ASSIGNMENT
Everything from the line that contains "In this practice step, locate the turned" through the last line of the listing must be copied exactly, with both of those lines included and no others.

LISTED ENTRIES
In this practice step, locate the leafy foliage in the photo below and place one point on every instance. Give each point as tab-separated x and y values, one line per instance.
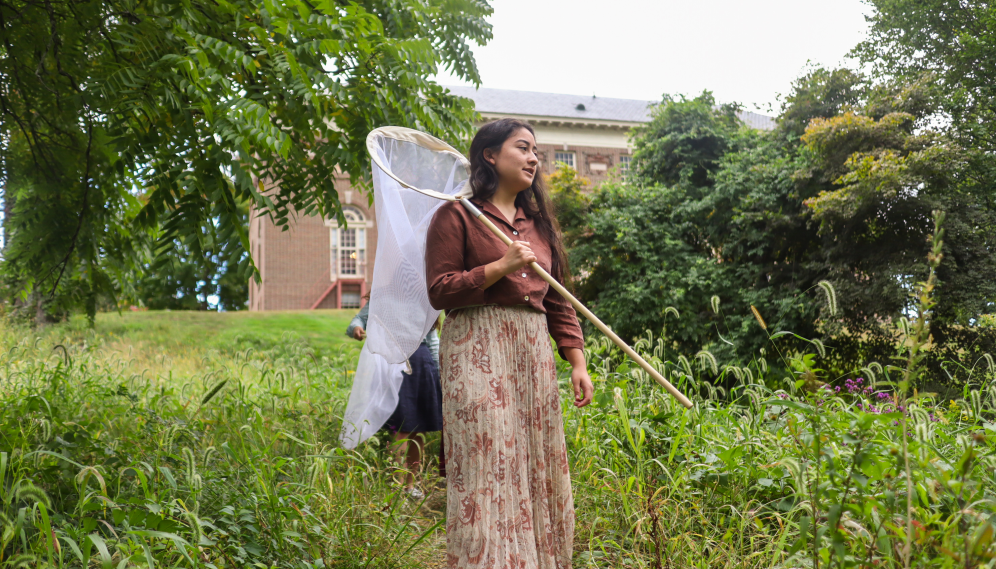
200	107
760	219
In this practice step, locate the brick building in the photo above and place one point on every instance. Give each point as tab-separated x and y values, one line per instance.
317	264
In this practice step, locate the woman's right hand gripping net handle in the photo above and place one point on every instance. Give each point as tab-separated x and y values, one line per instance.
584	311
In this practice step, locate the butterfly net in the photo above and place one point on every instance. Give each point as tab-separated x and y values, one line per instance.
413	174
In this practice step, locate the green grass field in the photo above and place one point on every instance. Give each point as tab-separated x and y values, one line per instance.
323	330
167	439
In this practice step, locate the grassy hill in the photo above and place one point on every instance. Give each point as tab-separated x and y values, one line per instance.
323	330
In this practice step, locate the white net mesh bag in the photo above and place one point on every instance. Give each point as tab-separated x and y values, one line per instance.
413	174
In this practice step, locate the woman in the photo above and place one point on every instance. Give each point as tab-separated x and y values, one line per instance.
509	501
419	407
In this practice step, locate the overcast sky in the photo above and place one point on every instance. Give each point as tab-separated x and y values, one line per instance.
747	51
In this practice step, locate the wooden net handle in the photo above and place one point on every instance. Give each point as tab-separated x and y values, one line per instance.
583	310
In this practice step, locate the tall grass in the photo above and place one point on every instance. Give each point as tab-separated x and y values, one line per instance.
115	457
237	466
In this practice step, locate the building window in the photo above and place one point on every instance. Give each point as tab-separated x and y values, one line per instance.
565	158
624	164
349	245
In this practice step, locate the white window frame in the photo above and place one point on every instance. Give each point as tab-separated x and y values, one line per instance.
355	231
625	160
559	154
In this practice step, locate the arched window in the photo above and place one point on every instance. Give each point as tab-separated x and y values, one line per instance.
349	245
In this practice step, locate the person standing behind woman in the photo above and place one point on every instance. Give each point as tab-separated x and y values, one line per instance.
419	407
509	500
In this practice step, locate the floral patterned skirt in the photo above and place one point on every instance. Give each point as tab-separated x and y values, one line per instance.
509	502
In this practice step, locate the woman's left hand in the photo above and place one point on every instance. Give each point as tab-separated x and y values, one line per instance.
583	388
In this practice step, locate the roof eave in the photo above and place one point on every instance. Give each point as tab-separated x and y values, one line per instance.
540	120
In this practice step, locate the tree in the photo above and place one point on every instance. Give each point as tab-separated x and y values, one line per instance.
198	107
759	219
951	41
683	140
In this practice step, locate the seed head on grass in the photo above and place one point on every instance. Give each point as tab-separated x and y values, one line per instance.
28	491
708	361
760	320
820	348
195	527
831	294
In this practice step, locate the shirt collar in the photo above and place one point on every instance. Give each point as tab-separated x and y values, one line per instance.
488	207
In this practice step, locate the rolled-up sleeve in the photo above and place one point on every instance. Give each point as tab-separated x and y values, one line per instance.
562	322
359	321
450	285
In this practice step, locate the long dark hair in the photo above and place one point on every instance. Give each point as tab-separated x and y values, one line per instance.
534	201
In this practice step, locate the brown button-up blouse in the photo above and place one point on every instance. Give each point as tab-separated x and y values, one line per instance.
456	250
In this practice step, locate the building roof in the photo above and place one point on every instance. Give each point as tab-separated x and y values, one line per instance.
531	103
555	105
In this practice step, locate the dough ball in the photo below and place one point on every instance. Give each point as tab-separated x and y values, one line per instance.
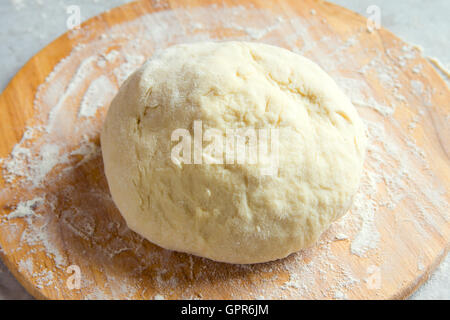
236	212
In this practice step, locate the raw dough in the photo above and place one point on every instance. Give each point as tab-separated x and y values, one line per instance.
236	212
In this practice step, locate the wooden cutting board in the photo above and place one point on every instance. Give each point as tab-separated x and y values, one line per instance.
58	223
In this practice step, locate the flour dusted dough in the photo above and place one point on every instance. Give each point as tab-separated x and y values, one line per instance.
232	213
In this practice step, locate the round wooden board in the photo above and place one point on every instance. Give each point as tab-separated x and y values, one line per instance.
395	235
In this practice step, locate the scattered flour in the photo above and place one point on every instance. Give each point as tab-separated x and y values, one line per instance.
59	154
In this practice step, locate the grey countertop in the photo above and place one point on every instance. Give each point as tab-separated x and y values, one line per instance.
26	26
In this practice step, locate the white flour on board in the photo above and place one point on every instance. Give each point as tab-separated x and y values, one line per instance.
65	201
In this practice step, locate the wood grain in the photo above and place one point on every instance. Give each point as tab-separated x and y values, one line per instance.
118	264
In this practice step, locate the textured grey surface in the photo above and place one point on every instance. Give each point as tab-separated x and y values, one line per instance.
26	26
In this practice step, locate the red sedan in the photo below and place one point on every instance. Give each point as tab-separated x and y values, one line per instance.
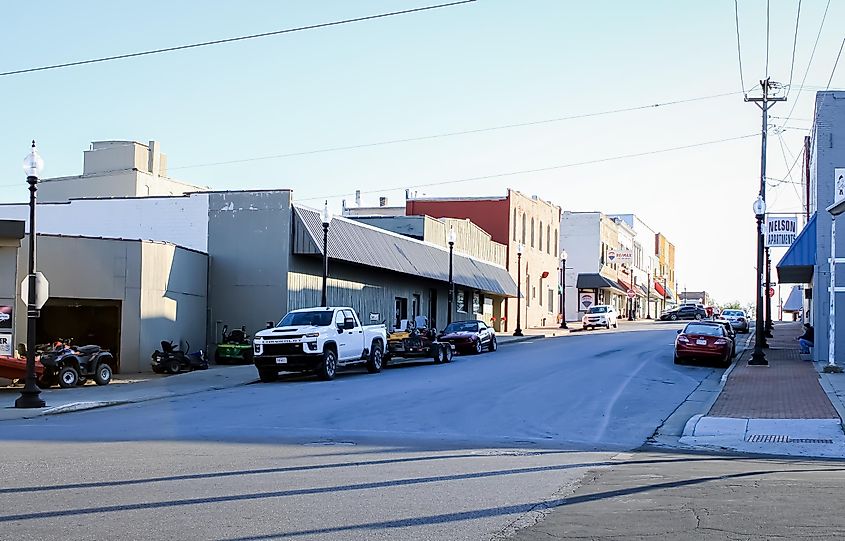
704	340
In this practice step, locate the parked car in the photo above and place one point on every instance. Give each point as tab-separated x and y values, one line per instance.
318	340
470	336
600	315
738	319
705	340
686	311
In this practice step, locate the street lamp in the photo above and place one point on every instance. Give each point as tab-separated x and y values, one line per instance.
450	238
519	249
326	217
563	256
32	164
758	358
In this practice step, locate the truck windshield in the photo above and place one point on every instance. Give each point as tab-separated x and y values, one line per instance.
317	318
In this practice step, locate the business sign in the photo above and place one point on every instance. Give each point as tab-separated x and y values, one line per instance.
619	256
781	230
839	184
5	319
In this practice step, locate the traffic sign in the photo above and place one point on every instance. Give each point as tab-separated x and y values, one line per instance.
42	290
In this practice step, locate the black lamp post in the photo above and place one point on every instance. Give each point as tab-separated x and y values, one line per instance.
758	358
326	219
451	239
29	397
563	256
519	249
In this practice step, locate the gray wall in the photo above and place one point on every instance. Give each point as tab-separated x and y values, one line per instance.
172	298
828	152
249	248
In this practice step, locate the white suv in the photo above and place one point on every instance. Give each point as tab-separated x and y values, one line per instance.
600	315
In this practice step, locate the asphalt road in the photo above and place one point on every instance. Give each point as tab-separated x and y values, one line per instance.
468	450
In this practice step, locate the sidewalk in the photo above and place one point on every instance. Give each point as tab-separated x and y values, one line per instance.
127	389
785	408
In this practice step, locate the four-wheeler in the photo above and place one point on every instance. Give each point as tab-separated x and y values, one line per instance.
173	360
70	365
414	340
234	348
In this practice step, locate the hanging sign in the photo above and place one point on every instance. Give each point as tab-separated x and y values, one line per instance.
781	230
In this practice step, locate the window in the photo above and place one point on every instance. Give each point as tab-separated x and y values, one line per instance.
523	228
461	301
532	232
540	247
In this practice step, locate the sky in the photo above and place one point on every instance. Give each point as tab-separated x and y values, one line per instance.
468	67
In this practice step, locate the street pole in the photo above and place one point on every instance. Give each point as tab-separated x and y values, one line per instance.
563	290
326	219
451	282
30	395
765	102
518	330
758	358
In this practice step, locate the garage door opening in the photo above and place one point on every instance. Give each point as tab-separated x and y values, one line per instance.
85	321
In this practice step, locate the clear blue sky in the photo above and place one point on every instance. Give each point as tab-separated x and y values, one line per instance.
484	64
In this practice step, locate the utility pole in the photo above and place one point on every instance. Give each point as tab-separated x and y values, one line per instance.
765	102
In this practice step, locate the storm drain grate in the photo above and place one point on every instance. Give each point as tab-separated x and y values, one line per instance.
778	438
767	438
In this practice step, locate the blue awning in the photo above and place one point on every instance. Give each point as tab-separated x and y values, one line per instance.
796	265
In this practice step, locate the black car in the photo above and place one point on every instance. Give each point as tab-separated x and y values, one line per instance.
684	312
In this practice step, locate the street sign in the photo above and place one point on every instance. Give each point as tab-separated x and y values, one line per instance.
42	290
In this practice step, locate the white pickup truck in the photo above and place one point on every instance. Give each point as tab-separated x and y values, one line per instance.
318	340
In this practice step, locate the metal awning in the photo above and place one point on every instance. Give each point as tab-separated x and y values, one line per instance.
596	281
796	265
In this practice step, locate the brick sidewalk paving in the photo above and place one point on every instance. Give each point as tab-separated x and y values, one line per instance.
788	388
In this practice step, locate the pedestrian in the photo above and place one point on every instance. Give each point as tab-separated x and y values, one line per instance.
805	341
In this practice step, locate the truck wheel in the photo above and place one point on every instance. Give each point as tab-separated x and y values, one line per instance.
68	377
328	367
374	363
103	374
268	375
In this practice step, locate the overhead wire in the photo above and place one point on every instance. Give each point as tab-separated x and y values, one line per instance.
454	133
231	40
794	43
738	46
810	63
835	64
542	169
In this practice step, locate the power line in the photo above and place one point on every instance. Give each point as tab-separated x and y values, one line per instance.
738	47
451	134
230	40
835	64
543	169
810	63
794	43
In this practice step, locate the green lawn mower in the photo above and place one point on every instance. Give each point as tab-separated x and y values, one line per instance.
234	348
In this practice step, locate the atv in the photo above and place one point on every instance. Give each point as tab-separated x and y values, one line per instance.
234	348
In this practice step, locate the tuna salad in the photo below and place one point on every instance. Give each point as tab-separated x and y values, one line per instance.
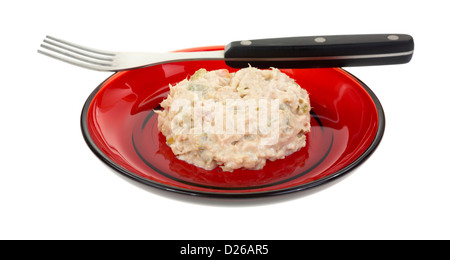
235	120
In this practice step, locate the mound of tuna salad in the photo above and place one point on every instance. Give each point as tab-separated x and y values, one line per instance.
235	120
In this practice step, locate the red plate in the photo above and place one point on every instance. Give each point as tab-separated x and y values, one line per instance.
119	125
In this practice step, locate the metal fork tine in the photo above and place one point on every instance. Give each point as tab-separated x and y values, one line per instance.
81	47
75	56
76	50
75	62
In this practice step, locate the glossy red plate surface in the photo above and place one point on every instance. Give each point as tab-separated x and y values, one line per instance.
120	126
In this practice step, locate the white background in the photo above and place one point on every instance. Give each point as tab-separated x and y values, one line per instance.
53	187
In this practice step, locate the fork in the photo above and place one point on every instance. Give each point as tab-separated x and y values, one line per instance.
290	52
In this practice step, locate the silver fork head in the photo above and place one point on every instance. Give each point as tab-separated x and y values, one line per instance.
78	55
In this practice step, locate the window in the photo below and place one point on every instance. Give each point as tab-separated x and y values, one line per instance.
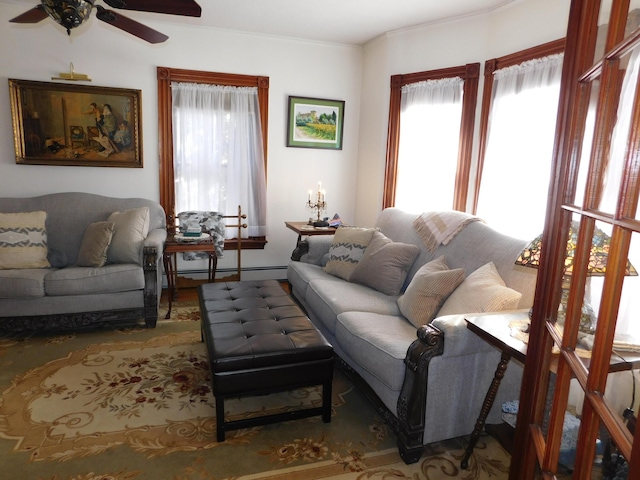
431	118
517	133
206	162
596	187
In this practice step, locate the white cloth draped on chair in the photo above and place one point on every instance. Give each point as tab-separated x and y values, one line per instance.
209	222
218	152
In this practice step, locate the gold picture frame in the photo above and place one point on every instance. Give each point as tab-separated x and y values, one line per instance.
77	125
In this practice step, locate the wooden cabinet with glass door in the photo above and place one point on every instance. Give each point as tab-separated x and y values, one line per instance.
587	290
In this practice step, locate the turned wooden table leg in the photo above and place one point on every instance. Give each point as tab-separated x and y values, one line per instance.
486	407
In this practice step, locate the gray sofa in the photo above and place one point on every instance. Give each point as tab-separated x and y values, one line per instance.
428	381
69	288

SOLUTION TO THIS PROBLEM
In this practice step, locate the turned wooden table leg in the photo above and place one point on every instance. Give each point as tab-separated x and y values, one line per instance.
486	407
In this practice step, locate the gray sofa in the photo above and place one point on every instance. Give each point as tab-separated x and y values, one line per instance.
428	381
69	288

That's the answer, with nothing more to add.